#### [Entries from a point annotation set]
= = =

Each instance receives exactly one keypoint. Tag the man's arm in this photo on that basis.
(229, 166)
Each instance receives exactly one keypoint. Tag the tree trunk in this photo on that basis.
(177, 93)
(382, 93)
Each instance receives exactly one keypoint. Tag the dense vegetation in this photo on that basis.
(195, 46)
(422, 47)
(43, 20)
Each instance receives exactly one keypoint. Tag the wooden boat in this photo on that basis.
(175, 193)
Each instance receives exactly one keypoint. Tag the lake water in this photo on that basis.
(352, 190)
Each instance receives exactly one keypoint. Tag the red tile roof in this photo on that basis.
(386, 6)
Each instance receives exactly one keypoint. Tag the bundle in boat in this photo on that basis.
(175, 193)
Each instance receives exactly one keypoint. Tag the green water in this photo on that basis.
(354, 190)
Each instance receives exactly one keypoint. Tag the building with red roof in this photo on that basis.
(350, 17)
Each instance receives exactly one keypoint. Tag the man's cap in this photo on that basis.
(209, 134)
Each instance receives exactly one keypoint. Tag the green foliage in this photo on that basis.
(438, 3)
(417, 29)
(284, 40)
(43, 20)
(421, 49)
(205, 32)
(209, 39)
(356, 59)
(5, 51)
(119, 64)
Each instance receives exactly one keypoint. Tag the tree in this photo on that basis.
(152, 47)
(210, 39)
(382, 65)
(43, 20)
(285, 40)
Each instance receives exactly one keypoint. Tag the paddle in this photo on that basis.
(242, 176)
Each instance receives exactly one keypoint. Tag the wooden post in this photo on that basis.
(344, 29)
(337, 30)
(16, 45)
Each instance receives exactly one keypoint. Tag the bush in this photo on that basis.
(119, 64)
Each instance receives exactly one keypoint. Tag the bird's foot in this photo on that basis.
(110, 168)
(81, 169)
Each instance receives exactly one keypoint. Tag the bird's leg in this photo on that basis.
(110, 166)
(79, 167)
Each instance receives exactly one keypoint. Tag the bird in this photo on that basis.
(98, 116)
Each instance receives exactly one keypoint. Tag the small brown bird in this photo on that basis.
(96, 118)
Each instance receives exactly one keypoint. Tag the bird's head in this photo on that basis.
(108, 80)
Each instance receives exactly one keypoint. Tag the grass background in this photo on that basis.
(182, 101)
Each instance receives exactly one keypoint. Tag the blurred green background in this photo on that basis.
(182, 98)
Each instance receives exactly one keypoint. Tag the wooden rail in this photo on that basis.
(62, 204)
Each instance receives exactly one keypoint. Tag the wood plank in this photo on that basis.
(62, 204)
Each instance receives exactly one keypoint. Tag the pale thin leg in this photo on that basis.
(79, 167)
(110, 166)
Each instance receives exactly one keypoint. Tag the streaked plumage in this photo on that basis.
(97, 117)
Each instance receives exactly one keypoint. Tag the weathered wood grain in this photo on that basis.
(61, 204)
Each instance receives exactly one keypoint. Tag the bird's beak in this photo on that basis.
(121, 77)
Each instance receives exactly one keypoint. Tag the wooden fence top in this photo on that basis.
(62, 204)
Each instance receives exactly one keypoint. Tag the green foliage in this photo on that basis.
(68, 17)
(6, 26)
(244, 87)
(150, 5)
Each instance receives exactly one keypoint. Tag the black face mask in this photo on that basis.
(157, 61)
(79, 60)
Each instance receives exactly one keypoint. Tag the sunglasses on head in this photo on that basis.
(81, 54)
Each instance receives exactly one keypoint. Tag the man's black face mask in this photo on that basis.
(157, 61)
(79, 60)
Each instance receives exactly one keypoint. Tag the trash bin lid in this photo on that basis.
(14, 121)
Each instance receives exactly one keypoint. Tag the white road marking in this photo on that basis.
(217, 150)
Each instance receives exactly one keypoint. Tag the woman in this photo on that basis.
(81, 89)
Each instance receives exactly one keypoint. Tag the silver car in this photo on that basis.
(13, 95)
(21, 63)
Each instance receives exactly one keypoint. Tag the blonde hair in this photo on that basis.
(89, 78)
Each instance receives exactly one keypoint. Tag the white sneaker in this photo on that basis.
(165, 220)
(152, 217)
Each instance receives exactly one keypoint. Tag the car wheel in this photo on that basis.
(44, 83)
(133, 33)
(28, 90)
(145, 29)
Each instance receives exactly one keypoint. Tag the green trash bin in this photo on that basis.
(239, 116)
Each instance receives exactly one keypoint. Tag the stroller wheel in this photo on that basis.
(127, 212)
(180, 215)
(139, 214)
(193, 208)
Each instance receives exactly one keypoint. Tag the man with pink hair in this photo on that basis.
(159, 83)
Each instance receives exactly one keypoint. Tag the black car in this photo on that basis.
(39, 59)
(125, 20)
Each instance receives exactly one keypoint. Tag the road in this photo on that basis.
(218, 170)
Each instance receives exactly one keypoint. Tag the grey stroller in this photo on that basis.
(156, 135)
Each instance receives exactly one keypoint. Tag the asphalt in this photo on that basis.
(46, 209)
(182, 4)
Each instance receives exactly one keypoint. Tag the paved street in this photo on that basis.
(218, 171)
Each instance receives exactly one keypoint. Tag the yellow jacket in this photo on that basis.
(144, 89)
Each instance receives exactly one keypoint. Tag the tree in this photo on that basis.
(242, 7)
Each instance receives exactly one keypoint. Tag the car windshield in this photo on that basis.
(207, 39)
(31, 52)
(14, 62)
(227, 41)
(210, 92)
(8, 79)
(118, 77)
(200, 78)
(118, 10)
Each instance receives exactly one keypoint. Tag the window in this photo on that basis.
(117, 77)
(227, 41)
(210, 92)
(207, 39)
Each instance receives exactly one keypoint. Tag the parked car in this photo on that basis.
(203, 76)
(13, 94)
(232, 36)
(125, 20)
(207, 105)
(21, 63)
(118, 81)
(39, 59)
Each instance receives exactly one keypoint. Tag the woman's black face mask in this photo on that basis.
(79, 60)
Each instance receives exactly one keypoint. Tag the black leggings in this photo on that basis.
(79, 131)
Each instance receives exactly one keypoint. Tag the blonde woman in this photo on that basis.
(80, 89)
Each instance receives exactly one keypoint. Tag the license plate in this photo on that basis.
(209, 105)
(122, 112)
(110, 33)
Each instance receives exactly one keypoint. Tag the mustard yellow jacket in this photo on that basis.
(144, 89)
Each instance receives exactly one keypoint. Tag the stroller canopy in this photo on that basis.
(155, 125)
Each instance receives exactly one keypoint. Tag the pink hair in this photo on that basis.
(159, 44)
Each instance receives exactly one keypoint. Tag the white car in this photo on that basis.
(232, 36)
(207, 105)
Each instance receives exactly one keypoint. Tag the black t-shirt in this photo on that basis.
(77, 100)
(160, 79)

= = =

#### [Required work]
Rewrite all of the material above, swapping "keypoint" for "marker" wherever it occurs and keeping everything else unchanged.

#### [Exercise output]
Each instance receives exactly one marker. Tag the man's arm in this photo on that basis.
(229, 166)
Each instance receives exactly one marker. Tag the tree trunk in this photo on that basis.
(177, 93)
(382, 93)
Each instance receives exactly one marker. Tag the dense vegetation in this photo on that basis.
(195, 46)
(422, 47)
(43, 20)
Each instance receives exactly one marker. Tag the wooden boat in this photo on that basis.
(175, 193)
Each instance receives exactly one marker. Tag the lake water in this photo on that basis.
(352, 190)
Each instance receives exactly one marker. Tag the red tile roof in this photo on that basis.
(386, 6)
Each instance receives exactly one marker. Tag the bundle in boat in this photo on that basis.
(175, 193)
Each instance receives exactly one marker. Tag the green water in this photo on that basis.
(354, 190)
Each instance receives exactly one marker. Tag the building with red roof in this photo on that basis.
(350, 17)
Each instance receives exactly one marker. Tag the man's cap in this photo on that basis.
(209, 134)
Each instance receives exactly one marker. Tag the green foliage in this photo on that basis.
(438, 3)
(417, 29)
(284, 40)
(43, 20)
(421, 49)
(205, 32)
(209, 39)
(356, 59)
(5, 51)
(119, 64)
Each instance receives exactly one marker. Tag the tree in this photo on that basis.
(152, 47)
(210, 39)
(382, 65)
(43, 20)
(285, 40)
Each instance receives exactly one marker. Tag the paddle in this photo on that basis.
(242, 176)
Each instance receives exactly one marker. Tag the wooden post in this photo on that basis.
(344, 29)
(337, 30)
(16, 45)
Each instance receives exactly one marker. Tag the bush in this photo on that basis.
(119, 64)
Each instance receives exactly one marker. Tag the bird's foot in this photo on that basis.
(110, 168)
(81, 169)
Each instance receives exactly one marker. Tag the bird's leg in this photo on that basis.
(110, 166)
(79, 167)
Each instance receives exactly one marker. Tag the bird in this photo on that basis.
(98, 116)
Each instance receives exactly one marker. Tag the small brown bird in this photo on that basis.
(96, 118)
Each instance receives exactly one marker. Tag the bird's head in this photo on that basis.
(108, 80)
Each instance receives exactly one marker. Tag the grass background in this photo on that basis.
(182, 101)
Each instance receives exactly one marker. Tag the blurred green background in this photo on that basis.
(182, 98)
Each instance receives exactly one marker. Tag the wooden rail in this photo on that basis.
(62, 204)
Each instance receives exactly one marker. Tag the wood plank in this photo on that basis.
(62, 204)
Each instance receives exactly one marker. Tag the pale thin leg in this photo on that basis.
(79, 167)
(110, 166)
Each instance receives exactly one marker. Tag the streaked plumage in this photo on that basis.
(97, 117)
Each instance receives exactly one marker. Tag the weathered wood grain in this photo on that basis.
(61, 204)
Each instance receives exactly one marker. Tag the bird's beak in this photo on that basis.
(121, 77)
Each instance receives exactly one marker. Tag the wooden fence top in this photo on that basis.
(62, 204)
Each instance receives exactly one marker. Tag the green foliage in this photo on that basis.
(68, 17)
(6, 26)
(244, 87)
(150, 5)
Each instance receives exactly one marker. Tag the black face mask in this photo on that basis.
(157, 61)
(79, 60)
Each instance receives exactly one marker. Tag the sunglasses on head in this photo on that basis.
(81, 54)
Each instance receives exactly one marker. Tag the man's black face mask in this photo on that basis.
(157, 61)
(79, 60)
Each instance receives exactly one marker. Tag the trash bin lid in this photo on that basis.
(14, 121)
Each instance receives exactly one marker. Tag the white road marking in this photo on that basis.
(217, 150)
Each instance receives exactly one marker. Tag the woman in this photo on that basis.
(81, 89)
Each instance receives exactly one marker. Tag the silver car in this photo on that basis.
(13, 95)
(21, 63)
Each instance receives exactly one marker. Tag the blonde hair in this photo on that basis.
(89, 78)
Each instance receives exactly one marker. Tag the white sneaker in this photo on that basis.
(165, 220)
(152, 217)
Each instance receives exactly one marker. Tag the car wheel in this photo on that basis.
(44, 83)
(133, 33)
(28, 90)
(145, 29)
Each instance receives exactly one marker. Tag the green trash bin in this photo on that basis.
(239, 116)
Each instance receives exactly one marker. Tag the stroller wheel in this photo on that basis.
(127, 212)
(180, 215)
(139, 214)
(193, 208)
Each instance receives exactly one marker. Tag the man with pink hair in this photo on that basis.
(159, 83)
Each instance receives exactly one marker. Tag the black car in this photo on that basis.
(39, 59)
(125, 20)
Each instance receives exactly one marker. Tag the road in this photo on that basis.
(218, 170)
Each instance receives exactly one marker. Tag the grey stroller in this photo on that basis.
(156, 135)
Each instance receives exactly one marker. Tag the asphalt in this photo on that basis.
(46, 209)
(182, 4)
Each instance receives exactly one marker. Tag the paved street in this photo on that basis.
(218, 171)
Each instance receives exactly one marker. Tag the yellow jacket in this photo on that basis.
(144, 89)
Each instance receives exactly one marker. Tag the tree in this photo on that basis.
(242, 7)
Each instance receives exactly one marker. Tag the car windshield in this photo on that basis.
(207, 39)
(31, 52)
(14, 62)
(227, 41)
(210, 92)
(8, 79)
(118, 77)
(200, 78)
(118, 10)
Each instance receives exactly one marker. Tag the window in this photo on that basis.
(117, 77)
(227, 41)
(210, 92)
(207, 39)
Each instance receives exactly one marker. Tag the parked car in this photo on that basis.
(203, 76)
(13, 94)
(232, 36)
(125, 20)
(207, 105)
(21, 63)
(118, 81)
(39, 59)
Each instance receives exactly one marker. Tag the woman's black face mask in this photo on that basis.
(79, 60)
Each instance receives exactly one marker. Tag the black leggings in this photo on that basis.
(79, 131)
Each instance receives exactly one marker. Tag the blonde woman in this photo on that basis.
(80, 89)
Each instance receives exactly one marker. Tag the license plate in this photo on that basis.
(209, 105)
(122, 112)
(110, 33)
Each instance receives exactly one marker. Tag the mustard yellow jacket in this photo on that basis.
(144, 89)
Each instance receives exactly one marker. Tag the stroller canopy in this photo on that basis.
(155, 125)
Each instance receives exactly one marker. Tag the pink hair in this photo on that basis.
(159, 44)
Each instance receives exactly one marker. Tag the white car in this photo on that basis.
(232, 36)
(207, 105)
Each instance receives exactly one marker. Tag the black t-shirt in this photo on that basis.
(77, 100)
(160, 79)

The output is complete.